TEXT:
=======

Pinecone (Managed Production)
from pinecone import Pinecone, ServerlessSpec
pc = Pinecone(api_key="YOUR_KEY")
# Create serverless index
pc.create_index(
name="rag-docs",
dimension=1536,
metric="cosine",
spec=ServerlessSpec(cloud="aws", region="us-east-1")
)
index = pc.Index("rag-docs")
# Upsert vectors with metadata
index.upsert(vectors=[
{
"id": "doc1",
"values": embedding_vector, # List[float]
"metadata": {
"source": "auth.md",
"category": "security",
"token_count": 245,
"text": "Authentication uses JWT tokens..." # Store text in metadata
}
}
])
# Query with metadata filter
results = index.query(
vector=query_embedding,
top_k=5,
filter={
"category": {"$eq": "security"},
"token_count": {"$lte": 500}
},
include_metadata=True
)
for match in results.matches:
print(f"{match.id}: {match.score:.3f} - {match.metadata['text'][:80]}")
# Namespace isolation (multi-tenant)
index.upsert(vectors=[...], namespace="tenant-123")
results = index.query(vector=q, top_k=5, namespace="tenant-123")
Qdrant (Self-Hosted / Cloud)
from qdrant_client import QdrantClient
from qdrant_client.models import (
Distance, VectorParams, PointStruct,
Filter, FieldCondition, MatchValue, Range
)

=======

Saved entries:
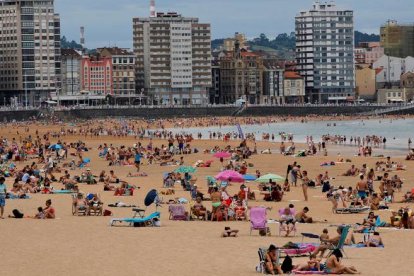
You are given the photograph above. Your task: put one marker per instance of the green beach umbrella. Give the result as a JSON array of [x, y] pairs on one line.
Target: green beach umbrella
[[185, 169], [274, 177]]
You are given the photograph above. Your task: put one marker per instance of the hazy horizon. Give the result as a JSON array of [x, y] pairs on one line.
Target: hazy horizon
[[109, 23]]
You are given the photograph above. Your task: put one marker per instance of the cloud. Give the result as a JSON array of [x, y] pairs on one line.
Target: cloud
[[109, 21]]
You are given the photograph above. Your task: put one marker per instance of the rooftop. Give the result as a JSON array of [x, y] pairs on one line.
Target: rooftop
[[292, 75]]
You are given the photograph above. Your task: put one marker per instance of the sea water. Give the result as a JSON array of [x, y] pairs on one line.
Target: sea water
[[397, 132]]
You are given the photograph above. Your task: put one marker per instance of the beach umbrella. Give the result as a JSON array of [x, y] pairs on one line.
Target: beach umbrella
[[151, 197], [249, 177], [230, 176], [266, 178], [185, 169], [222, 154], [55, 147]]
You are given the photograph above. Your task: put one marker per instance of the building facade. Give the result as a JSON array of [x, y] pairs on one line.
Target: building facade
[[365, 82], [325, 52], [71, 72], [215, 91], [389, 70], [123, 70], [30, 46], [368, 52], [229, 43], [397, 39], [294, 87], [173, 55], [241, 75], [273, 83], [96, 75]]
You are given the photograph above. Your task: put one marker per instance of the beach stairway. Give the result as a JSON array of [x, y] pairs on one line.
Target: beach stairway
[[239, 110], [394, 109]]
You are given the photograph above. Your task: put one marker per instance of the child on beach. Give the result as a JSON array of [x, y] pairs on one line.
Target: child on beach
[[40, 214], [324, 238]]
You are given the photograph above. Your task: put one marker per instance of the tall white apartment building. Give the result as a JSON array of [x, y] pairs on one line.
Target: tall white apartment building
[[29, 50], [325, 52], [173, 59]]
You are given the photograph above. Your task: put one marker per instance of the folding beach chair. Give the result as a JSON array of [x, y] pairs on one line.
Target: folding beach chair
[[258, 220], [368, 232], [351, 210], [341, 243], [147, 221], [261, 268], [177, 212]]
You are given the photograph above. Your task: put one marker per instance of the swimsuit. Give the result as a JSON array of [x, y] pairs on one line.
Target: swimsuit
[[216, 204], [362, 194]]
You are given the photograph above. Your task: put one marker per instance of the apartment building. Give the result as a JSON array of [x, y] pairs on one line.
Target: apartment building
[[96, 75], [71, 72], [29, 51], [325, 52], [173, 58], [123, 70], [368, 52], [241, 74], [397, 39]]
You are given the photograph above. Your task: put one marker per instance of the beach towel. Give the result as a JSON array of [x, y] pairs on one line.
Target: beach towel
[[12, 196], [361, 245], [308, 272], [62, 192], [303, 249], [121, 205]]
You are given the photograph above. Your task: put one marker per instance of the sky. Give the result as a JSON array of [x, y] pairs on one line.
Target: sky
[[109, 22]]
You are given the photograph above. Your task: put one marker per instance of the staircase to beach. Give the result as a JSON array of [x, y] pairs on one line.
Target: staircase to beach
[[239, 110], [388, 110]]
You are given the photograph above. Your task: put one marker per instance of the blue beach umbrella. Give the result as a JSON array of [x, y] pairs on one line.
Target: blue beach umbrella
[[249, 177], [55, 147]]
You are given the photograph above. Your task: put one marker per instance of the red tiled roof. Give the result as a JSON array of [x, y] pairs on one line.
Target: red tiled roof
[[248, 54], [378, 70], [292, 75]]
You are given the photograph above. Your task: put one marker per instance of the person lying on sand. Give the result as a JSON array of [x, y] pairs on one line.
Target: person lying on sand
[[334, 266], [351, 171], [228, 232], [374, 240]]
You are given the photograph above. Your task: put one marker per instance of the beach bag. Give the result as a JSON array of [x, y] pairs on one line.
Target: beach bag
[[17, 214], [326, 187], [107, 213], [287, 265]]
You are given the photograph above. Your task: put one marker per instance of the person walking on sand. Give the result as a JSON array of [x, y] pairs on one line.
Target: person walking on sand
[[138, 157], [3, 192], [305, 184]]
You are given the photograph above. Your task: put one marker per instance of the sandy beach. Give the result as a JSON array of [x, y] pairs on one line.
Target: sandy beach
[[72, 245]]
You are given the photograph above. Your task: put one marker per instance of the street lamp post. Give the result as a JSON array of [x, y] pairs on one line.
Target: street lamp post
[[25, 89]]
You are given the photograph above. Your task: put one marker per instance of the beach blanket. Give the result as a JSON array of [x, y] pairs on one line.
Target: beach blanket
[[351, 210], [121, 205], [62, 192], [315, 245], [11, 196], [308, 272], [303, 249], [361, 245]]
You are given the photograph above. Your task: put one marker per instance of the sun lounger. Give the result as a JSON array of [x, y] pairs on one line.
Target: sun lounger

=======

ACTIVITY 1: Translate the comment "Store text in metadata" from the vector database code into Spanish.
ACTIVITY 2: Write the next part of the vector database code, picking up after its final line.
These entries have nothing to do with the vector database code.

RESPONSE BOX 1: Guarda el texto en los metadatos.

RESPONSE BOX 2:
# Local
client = QdrantClient(path="./qdrant_data")
# Cloud
# client = QdrantClient(url="https://xxx.qdrant.io", api_key="KEY")
# Create collection
client.create_collection(
collection_name="documents",
vectors_config=VectorParams(size=1536, distance=Distance.COSINE),
)
# Upsert with rich payload
client.upsert(
collection_name="documents",
points=[
PointStruct(
id=1,
vector=embedding_vector,
payload={
"text": "Authentication uses JWT tokens...",
"source": "auth.md",
"category": "security",
"tags": ["jwt", "auth", "tokens"],
"created_at": "2024-01-15",
}
)
]
)
# Query with nested filtering
results = client.search(
collection_name="documents",
query_vector=query_embedding,
limit=5,
query_filter=Filter(
must=[
FieldCondition(key="category", match=MatchValue(value="security")),
],
must_not=[
FieldCondition(key="tags", match=MatchValue(value="deprecated")),
]
),
)
# Hybrid search (sparse + dense)
from qdrant_client.models import SparseVectorParams, SparseVector, NamedVector
# Requires collection with named vectors configured for both dense and sparse
Weaviate
import weaviate
from weaviate.classes.init import Auth
client = weaviate.connect_to_weaviate_cloud(
cluster_url="https://xxx.weaviate.network",
auth_credentials=Auth.api_key("KEY"),
)
# Define collection (class)
from weaviate.classes.config import Configure, Property, DataType
collection = client.collections.create(
name="Document",
vectorizer_config=Configure.Vectorizer.text2vec_openai(),
properties=[
Property(name="text", data_type=DataType.TEXT),
Property(name="source", data_type=DataType.TEXT),
Property(name="category", data_type=DataType.TEXT),
]
)
# Add objects (auto-vectorized)
docs = client.collections.get("Document")
docs.data.insert({"text": "Auth uses JWT tokens.", "source": "auth.md", "category": "security"})
# Hybrid search (BM25 + vector)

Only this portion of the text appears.